--- SET PROBLEM ---
Make an exact copy of all the entries, but do not reproduce the pictures.
***** INPUT FOR THIS TASK
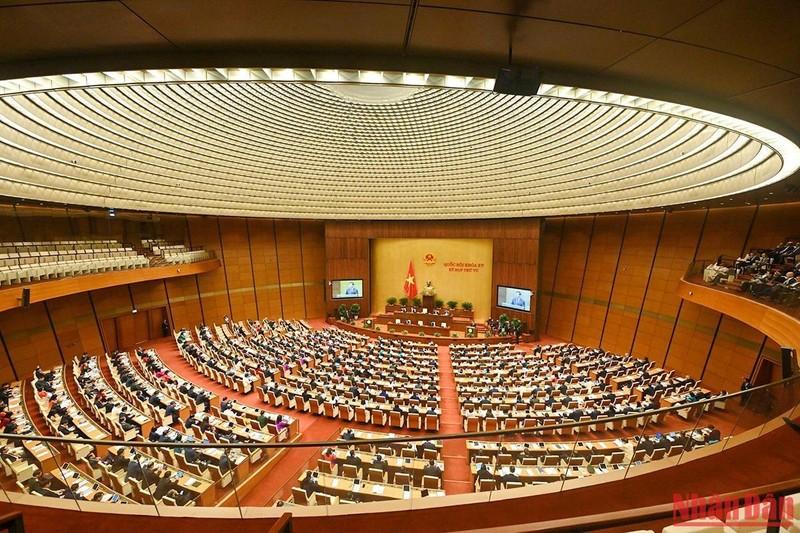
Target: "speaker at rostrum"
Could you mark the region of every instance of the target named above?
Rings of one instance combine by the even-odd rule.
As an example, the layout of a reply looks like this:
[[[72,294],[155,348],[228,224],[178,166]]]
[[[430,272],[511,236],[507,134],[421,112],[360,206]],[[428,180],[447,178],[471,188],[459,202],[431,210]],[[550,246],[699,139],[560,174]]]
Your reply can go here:
[[[795,365],[794,349],[781,347],[781,369],[783,370],[783,379],[790,378],[794,375]]]
[[[542,83],[538,68],[500,67],[494,81],[494,92],[533,96],[539,92]]]

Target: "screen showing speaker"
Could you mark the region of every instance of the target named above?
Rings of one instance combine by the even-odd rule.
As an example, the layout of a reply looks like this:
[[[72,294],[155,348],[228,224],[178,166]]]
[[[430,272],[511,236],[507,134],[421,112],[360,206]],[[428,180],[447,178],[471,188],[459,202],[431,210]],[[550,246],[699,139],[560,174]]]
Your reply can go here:
[[[517,311],[530,311],[533,291],[519,287],[497,286],[497,307],[516,309]]]
[[[364,296],[363,279],[335,279],[331,281],[331,297],[334,300],[361,298],[362,296]]]

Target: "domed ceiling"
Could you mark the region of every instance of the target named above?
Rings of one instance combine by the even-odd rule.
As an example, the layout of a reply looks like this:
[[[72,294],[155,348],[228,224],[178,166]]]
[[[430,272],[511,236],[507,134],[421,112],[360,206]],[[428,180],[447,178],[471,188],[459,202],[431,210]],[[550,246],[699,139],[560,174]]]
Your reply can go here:
[[[774,183],[788,139],[607,92],[364,71],[0,82],[0,194],[174,213],[497,218],[662,207]]]

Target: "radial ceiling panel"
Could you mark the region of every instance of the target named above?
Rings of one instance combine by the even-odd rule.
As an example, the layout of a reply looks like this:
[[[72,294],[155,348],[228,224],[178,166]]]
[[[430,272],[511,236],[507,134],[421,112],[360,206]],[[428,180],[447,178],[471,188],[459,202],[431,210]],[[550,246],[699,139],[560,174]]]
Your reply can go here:
[[[359,71],[208,69],[0,82],[0,194],[289,218],[660,207],[800,165],[769,130],[650,99]]]

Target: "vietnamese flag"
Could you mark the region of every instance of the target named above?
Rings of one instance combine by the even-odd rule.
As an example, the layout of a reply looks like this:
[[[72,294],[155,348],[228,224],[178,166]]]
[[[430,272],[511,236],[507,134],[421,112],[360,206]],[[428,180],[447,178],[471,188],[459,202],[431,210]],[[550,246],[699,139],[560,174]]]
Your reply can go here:
[[[413,261],[408,262],[408,273],[406,274],[406,282],[403,283],[403,290],[409,298],[417,295],[417,276],[414,275]]]

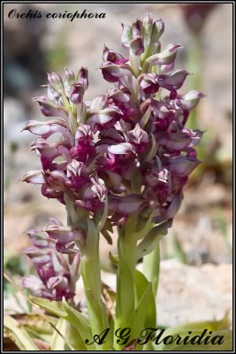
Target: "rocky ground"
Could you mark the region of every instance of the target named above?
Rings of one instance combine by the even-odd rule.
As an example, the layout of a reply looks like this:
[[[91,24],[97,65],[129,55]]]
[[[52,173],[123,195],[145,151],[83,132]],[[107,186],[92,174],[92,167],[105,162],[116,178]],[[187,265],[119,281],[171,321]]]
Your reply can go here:
[[[41,11],[49,12],[53,5],[39,6]],[[104,19],[75,19],[73,22],[68,19],[48,20],[45,26],[38,27],[38,36],[36,29],[33,32],[38,41],[39,50],[52,50],[58,46],[59,42],[59,49],[61,50],[62,48],[64,51],[63,54],[59,51],[58,56],[66,54],[65,65],[72,70],[77,70],[82,65],[88,67],[90,88],[88,99],[103,94],[109,86],[103,83],[101,85],[102,75],[98,69],[103,44],[124,53],[119,45],[119,22],[131,23],[149,11],[153,12],[154,18],[162,17],[166,27],[164,43],[182,43],[185,50],[180,54],[179,65],[186,61],[191,36],[178,5],[103,4],[70,4],[67,7],[57,4],[54,9],[63,12],[66,8],[68,12],[73,12],[76,10],[81,12],[85,7],[88,12],[106,12],[107,17]],[[219,5],[212,12],[203,30],[202,87],[208,97],[201,104],[198,124],[202,129],[207,130],[207,148],[210,144],[213,148],[214,144],[217,147],[217,150],[212,148],[212,151],[216,153],[217,165],[206,167],[207,172],[186,188],[183,205],[172,229],[162,243],[164,259],[158,295],[158,318],[160,323],[164,325],[209,319],[214,316],[221,318],[227,309],[232,309],[231,11],[231,4]],[[15,30],[29,35],[23,23],[16,22],[15,19],[10,21],[5,18],[4,25],[10,39]],[[18,38],[20,41],[20,36]],[[19,45],[16,48],[12,45],[8,47],[10,58],[15,58],[15,51],[19,50]],[[30,56],[30,50],[27,50]],[[58,59],[58,56],[56,54],[56,58]],[[33,57],[32,60],[36,63],[35,58]],[[49,67],[52,65],[52,62],[49,63],[47,70],[55,70],[54,67]],[[58,70],[62,71],[63,66],[59,64],[57,65]],[[26,132],[20,134],[19,131],[28,119],[41,119],[38,108],[30,100],[32,96],[42,94],[42,89],[36,89],[35,87],[40,88],[40,84],[45,83],[46,75],[42,74],[40,66],[37,68],[38,73],[34,73],[34,76],[32,75],[33,71],[27,72],[26,67],[22,68],[19,65],[15,72],[12,71],[14,67],[16,69],[16,65],[10,66],[11,70],[8,71],[7,77],[11,86],[4,98],[4,246],[10,254],[19,255],[27,245],[24,234],[27,229],[43,227],[51,216],[65,222],[65,214],[63,205],[58,205],[53,200],[45,201],[37,187],[20,182],[26,171],[39,166],[34,155],[28,151],[32,136]],[[194,71],[191,67],[186,68]],[[17,83],[14,76],[11,76],[12,73],[18,73],[15,74],[17,77],[21,73],[23,76],[28,74],[30,78],[29,81],[19,81],[19,89],[14,95],[11,95],[11,87]],[[37,85],[34,81],[37,81]],[[115,251],[115,249],[114,242],[111,250]],[[101,252],[105,267],[110,266],[108,250],[108,246],[103,242]],[[26,263],[26,269],[27,266]],[[114,276],[109,273],[103,275],[104,281],[111,287],[114,286]],[[9,303],[6,302],[6,305],[9,306]]]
**********
--- EXERCISE RESULT ---
Target: "speaker at rostrum"
Could you mark the region of every instance of the target named above?
Rings of one instance combine by the even-odd rule.
As an example, the layout of a reply looks like this:
[[[72,294],[155,348],[228,224],[178,166]]]
[[[430,272],[511,236],[507,134],[421,112],[360,206]],[[428,180],[447,178],[471,188],[459,202],[431,210]],[[550,246],[699,139],[560,174]]]
Your reply can go here:
[[[795,365],[794,349],[781,347],[781,369],[783,370],[783,379],[790,378],[794,375]]]
[[[542,83],[538,68],[500,67],[494,81],[494,92],[533,96],[539,92]]]

Target: "screen showing speaker"
Could you mark the region of every instance of the target named above?
Rings of one instance combine by the even-odd rule.
As an example, the layout of a reply looks like this:
[[[72,294],[155,348],[228,224],[178,166]]]
[[[430,272],[511,236],[507,134],[421,112],[360,206]],[[428,180],[447,178],[471,188],[459,202],[431,210]],[[550,246],[699,139],[560,174]]]
Your reply can go here:
[[[517,311],[530,311],[533,291],[519,287],[497,286],[497,307],[516,309]]]
[[[364,296],[363,279],[335,279],[331,281],[331,297],[334,300],[361,298],[362,296]]]

Target: "domed ceiling"
Could you mark the region of every instance of the target named above?
Rings of one instance combine by the even-odd rule.
As an example, the layout of a reply looks like this:
[[[72,294],[155,348],[228,224],[178,166]]]
[[[430,272],[511,236],[507,134],[421,112],[360,206]],[[428,180],[447,178],[471,188],[459,202],[431,210]],[[550,246],[699,139],[560,174]]]
Your reply can go here:
[[[774,183],[788,139],[607,92],[364,71],[0,82],[0,194],[174,213],[497,218],[662,207]]]

Target: "radial ceiling panel"
Could you mark the region of every instance of the target named above?
Rings of one instance combine by the even-odd rule.
As an example, the layout of a reply looks like this:
[[[72,294],[155,348],[228,224],[178,166]]]
[[[430,272],[511,236],[507,134],[421,112],[360,206]],[[428,180],[447,178],[471,188],[459,202],[431,210]],[[550,246],[699,139],[560,174]]]
Your reply can go here:
[[[359,71],[208,69],[0,82],[0,194],[289,218],[660,207],[800,165],[769,130],[650,99]]]

Target: "vietnamese flag"
Could you mark the region of every instance of the target named above?
Rings of one instance combine by the even-odd rule.
As an example, the layout of a reply looks like this:
[[[72,294],[155,348],[228,224],[178,166]]]
[[[430,272],[511,236],[507,134],[421,112],[360,206]],[[428,180],[447,178],[471,188],[459,202],[431,210]],[[550,246],[699,139],[560,174]]]
Your reply can go here:
[[[413,261],[408,262],[408,273],[406,274],[406,282],[403,283],[403,290],[409,298],[417,295],[417,276],[414,275]]]

Target: "rocky ground"
Could you mark the region of every instance of the target named above?
Rings of one instance combine by the even-odd rule.
As an example, the layout of a reply looks like this:
[[[91,24],[97,65],[129,55]]]
[[[52,173],[123,195],[145,151],[83,132]],[[107,186],[92,174],[92,167],[105,162],[116,178]],[[187,265],[119,281],[171,321]]]
Your reply can go here:
[[[41,11],[49,12],[53,5],[39,6]],[[104,19],[75,19],[73,22],[68,19],[48,20],[45,26],[38,27],[38,36],[36,29],[33,32],[38,41],[39,50],[52,50],[58,46],[59,42],[59,49],[61,50],[62,48],[64,51],[63,54],[59,51],[58,56],[66,54],[65,65],[72,70],[77,70],[82,65],[88,67],[90,88],[88,99],[103,94],[109,86],[103,83],[101,85],[102,75],[98,69],[103,44],[124,53],[119,45],[119,22],[131,23],[149,11],[153,12],[154,18],[162,17],[166,27],[164,43],[182,43],[185,50],[180,54],[179,65],[186,61],[191,36],[178,5],[103,4],[70,4],[67,7],[57,4],[54,9],[63,12],[66,8],[68,12],[73,12],[76,10],[81,12],[85,7],[88,12],[106,12],[107,17]],[[219,5],[212,12],[203,30],[202,87],[208,97],[201,104],[198,124],[202,129],[207,130],[207,148],[210,144],[213,148],[214,144],[217,147],[217,150],[212,148],[212,151],[216,153],[217,165],[206,167],[207,172],[186,188],[183,205],[172,229],[162,243],[164,259],[158,295],[158,318],[160,323],[164,325],[209,319],[214,316],[221,318],[227,309],[232,309],[231,11],[231,4]],[[15,30],[29,35],[23,23],[16,22],[15,19],[10,21],[5,18],[4,25],[10,39]],[[18,38],[20,41],[20,36]],[[19,45],[16,48],[12,45],[8,47],[10,58],[15,58],[15,51],[19,50]],[[30,56],[30,50],[27,50]],[[58,59],[58,56],[56,54],[56,58]],[[33,57],[32,60],[36,63],[35,58]],[[49,67],[52,65],[52,62],[49,63],[47,70],[55,70],[54,67]],[[58,70],[62,71],[63,66],[59,64],[57,65]],[[26,132],[20,134],[19,131],[28,119],[41,119],[38,108],[30,100],[32,96],[42,94],[42,89],[36,89],[35,87],[40,88],[40,84],[45,83],[46,75],[42,74],[40,66],[37,68],[38,73],[34,73],[34,76],[32,75],[33,71],[27,72],[26,67],[22,68],[19,65],[15,72],[12,71],[14,67],[16,69],[16,65],[10,66],[11,70],[8,71],[7,77],[11,86],[4,98],[4,246],[10,254],[19,255],[27,245],[24,234],[27,229],[43,227],[51,216],[65,222],[65,214],[63,205],[58,205],[53,200],[45,201],[37,187],[20,182],[26,171],[39,166],[34,155],[28,151],[32,136]],[[194,71],[191,67],[186,68]],[[17,83],[14,76],[11,76],[12,73],[18,73],[15,74],[17,77],[21,73],[23,76],[28,74],[30,78],[29,81],[19,81],[19,89],[14,95],[11,95],[11,87]],[[37,85],[34,81],[37,81]],[[115,251],[115,249],[114,242],[111,250]],[[101,252],[105,267],[110,266],[108,250],[108,246],[103,242]],[[26,263],[26,269],[27,266]],[[114,276],[109,273],[103,275],[104,281],[111,287],[114,286]],[[9,303],[6,302],[6,305],[9,306]]]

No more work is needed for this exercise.